It is important to know ‘your identity’. Every organization wants to know, from the e-retailer to the tax office to the bank. However, there are 2 main issues with this:
- It is very easy for fraudsters to exploit the system when all that is required is an email address or password.
- When the burden of proof is higher, this can be highly problematic for users.
These users might have to supply passport numbers, bank account details, and letters from employers and so on. This information is hard to access and time-consuming to enter, particularly when, given the continuing digital migration, consumers have to re-enter the same information for a multiplicity of services. Furthermore, with that information now being stored by numerous online providers, it increases the risk (and the consumer’s perception of the risk) that the data will be exposed and potentially misused.
The ability to either create or impersonate identities is a problem for many businesses, particularly those handling financial data.
This is due to multiple points of failure in conventional identification and verification processes, particularly for online payment details but also in a variety of other sectors. Passwords and centralized repositories have both been highlighted as the core issue within the growing problem of identity fraud.

--- PROBLEMS TO SOLVE ---
(a) According to the passage on online identity, what two things have been highlighted as the core issue within the growing problem of identity fraud?
(b) Copy the passage on online identity word for word, from "The ability to" to "of identity fraud.".

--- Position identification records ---
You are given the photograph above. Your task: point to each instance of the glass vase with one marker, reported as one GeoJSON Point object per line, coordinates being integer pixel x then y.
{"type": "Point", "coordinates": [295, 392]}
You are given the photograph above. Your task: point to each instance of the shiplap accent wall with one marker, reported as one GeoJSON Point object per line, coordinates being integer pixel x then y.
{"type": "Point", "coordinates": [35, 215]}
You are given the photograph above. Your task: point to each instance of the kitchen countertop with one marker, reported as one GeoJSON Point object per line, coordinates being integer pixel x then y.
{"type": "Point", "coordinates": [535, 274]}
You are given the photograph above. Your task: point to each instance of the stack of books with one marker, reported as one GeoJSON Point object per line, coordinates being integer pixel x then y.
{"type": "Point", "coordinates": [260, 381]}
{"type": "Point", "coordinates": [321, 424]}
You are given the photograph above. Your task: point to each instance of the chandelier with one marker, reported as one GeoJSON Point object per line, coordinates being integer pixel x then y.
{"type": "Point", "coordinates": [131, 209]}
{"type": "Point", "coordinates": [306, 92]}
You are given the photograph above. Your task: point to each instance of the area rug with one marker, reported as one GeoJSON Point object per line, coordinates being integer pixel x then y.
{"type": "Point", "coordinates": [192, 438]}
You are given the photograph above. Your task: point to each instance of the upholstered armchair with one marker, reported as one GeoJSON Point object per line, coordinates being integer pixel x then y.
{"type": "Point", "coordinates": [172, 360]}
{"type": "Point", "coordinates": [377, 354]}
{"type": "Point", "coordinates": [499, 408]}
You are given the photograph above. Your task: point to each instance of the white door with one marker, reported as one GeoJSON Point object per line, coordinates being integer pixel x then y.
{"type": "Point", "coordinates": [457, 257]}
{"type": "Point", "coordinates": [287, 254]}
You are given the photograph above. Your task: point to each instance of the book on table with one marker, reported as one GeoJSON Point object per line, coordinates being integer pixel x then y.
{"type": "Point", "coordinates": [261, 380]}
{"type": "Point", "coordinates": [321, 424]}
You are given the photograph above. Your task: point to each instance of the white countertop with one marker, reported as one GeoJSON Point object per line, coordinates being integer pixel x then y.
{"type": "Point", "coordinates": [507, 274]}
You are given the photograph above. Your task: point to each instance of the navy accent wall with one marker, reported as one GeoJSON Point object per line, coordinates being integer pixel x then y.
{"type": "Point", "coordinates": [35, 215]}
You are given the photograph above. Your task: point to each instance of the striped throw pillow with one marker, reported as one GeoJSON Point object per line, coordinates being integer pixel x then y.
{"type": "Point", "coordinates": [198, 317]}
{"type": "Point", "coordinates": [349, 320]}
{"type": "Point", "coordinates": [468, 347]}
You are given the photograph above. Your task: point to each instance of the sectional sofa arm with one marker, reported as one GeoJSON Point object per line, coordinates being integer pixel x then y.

--- ANSWER LIST ---
(a) Passwords and centralized repositories.

(b)
The ability to either create or impersonate identities is a problem for many businesses, particularly those handling financial data.
This is due to multiple points of failure in conventional identification and verification processes, particularly for online payment details but also in a variety of other sectors. Passwords and centralized repositories have both been highlighted as the core issue within the growing problem of identity fraud.